● SET EXERCISE
Rewrite the entries below, replacing every "instance" with "occurrence" and leaving everything else exactly the same.

▬▬▬▬▬▬▬▬▬▬

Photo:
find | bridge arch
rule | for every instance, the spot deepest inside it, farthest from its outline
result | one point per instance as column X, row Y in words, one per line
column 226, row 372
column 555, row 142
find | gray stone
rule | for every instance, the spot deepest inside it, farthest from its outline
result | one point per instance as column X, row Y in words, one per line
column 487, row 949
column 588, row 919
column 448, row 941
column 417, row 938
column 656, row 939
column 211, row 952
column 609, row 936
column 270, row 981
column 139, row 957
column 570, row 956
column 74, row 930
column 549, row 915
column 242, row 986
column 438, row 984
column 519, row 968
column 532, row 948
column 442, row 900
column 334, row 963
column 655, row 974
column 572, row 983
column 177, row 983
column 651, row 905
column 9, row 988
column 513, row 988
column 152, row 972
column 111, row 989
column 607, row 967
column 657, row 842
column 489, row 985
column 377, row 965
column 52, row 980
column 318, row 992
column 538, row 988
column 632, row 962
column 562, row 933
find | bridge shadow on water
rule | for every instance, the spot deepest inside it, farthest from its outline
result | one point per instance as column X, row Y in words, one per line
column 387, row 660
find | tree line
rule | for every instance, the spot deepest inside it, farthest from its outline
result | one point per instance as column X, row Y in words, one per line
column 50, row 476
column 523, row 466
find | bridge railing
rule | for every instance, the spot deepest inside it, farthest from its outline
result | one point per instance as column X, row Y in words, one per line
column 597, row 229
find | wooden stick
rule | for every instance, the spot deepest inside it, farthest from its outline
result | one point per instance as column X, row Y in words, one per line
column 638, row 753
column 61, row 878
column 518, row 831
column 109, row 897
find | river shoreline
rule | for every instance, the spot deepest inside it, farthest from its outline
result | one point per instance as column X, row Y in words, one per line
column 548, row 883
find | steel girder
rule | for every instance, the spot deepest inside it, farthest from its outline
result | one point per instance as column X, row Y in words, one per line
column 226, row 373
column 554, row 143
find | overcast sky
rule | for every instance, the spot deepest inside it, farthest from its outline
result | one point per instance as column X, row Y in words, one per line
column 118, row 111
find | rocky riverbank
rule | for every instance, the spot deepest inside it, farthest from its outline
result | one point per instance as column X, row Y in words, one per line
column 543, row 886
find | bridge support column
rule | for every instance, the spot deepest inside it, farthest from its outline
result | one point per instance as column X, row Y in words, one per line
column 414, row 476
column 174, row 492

▬▬▬▬▬▬▬▬▬▬

● SOLUTION TO THE EXERCISE
Photo:
find | bridge arch
rule | for every occurrence, the spot deepest inside it, farthest from its outline
result | one point per occurrence as column X, row Y in words, one per line
column 226, row 372
column 555, row 142
find | gray stone
rule | for every occurrence, the spot deepest inside it, farthest from its outline
result | one point per occurrence as column X, row Y in words, one per line
column 487, row 949
column 588, row 919
column 448, row 941
column 417, row 938
column 656, row 939
column 211, row 952
column 609, row 936
column 270, row 981
column 139, row 957
column 570, row 956
column 74, row 930
column 549, row 915
column 242, row 986
column 438, row 984
column 519, row 968
column 532, row 948
column 442, row 900
column 334, row 963
column 655, row 974
column 572, row 983
column 177, row 983
column 651, row 905
column 9, row 988
column 513, row 988
column 152, row 972
column 111, row 989
column 607, row 967
column 657, row 842
column 489, row 985
column 377, row 965
column 52, row 980
column 318, row 992
column 538, row 988
column 632, row 962
column 562, row 933
find | bridge shadow on water
rule | for every occurrence, the spot deepest inside it, farthest from its outline
result | one point per occurrence as column X, row Y in words, one per line
column 387, row 660
find | tree line
rule | for every occurrence, the spot deepest inside it, farthest from its outline
result | one point per occurrence as column X, row Y in words, one per line
column 50, row 476
column 523, row 466
find | bridge railing
rule | for every occurrence, the spot deepest inside it, farthest from its outline
result | one point per occurrence as column X, row Y in words, one per line
column 597, row 229
find | wooden stick
rule | for every occurrence, the spot deepest inside it, farthest from its outline
result | one point per occurrence as column X, row Y in words, one per line
column 638, row 753
column 61, row 878
column 518, row 831
column 109, row 897
find | river shoreline
rule | for every occurrence, the spot deepest inside it, farthest from its outline
result | one point per occurrence as column X, row Y in words, one per line
column 548, row 883
find | steel girder
rule | for every occurrence, the spot deepest inside it, farthest from its outline
result | one point per occurrence as column X, row Y in words, one per line
column 226, row 373
column 554, row 143
find | overcast sky
rule | for every occurrence, the spot deepest inside it, farthest from its outline
result | one point per occurrence as column X, row Y in words, one per line
column 118, row 111
find | rocky riverbank
rule | for every occurrence, the spot deepest inside it, farthest from its outline
result | one point per occurrence as column X, row Y in words, one per line
column 543, row 886
find | bridge support column
rule | for every occurrence, the spot deepest inside it, farthest from its outline
result | one point per occurrence as column X, row Y in words, one per line
column 414, row 476
column 174, row 492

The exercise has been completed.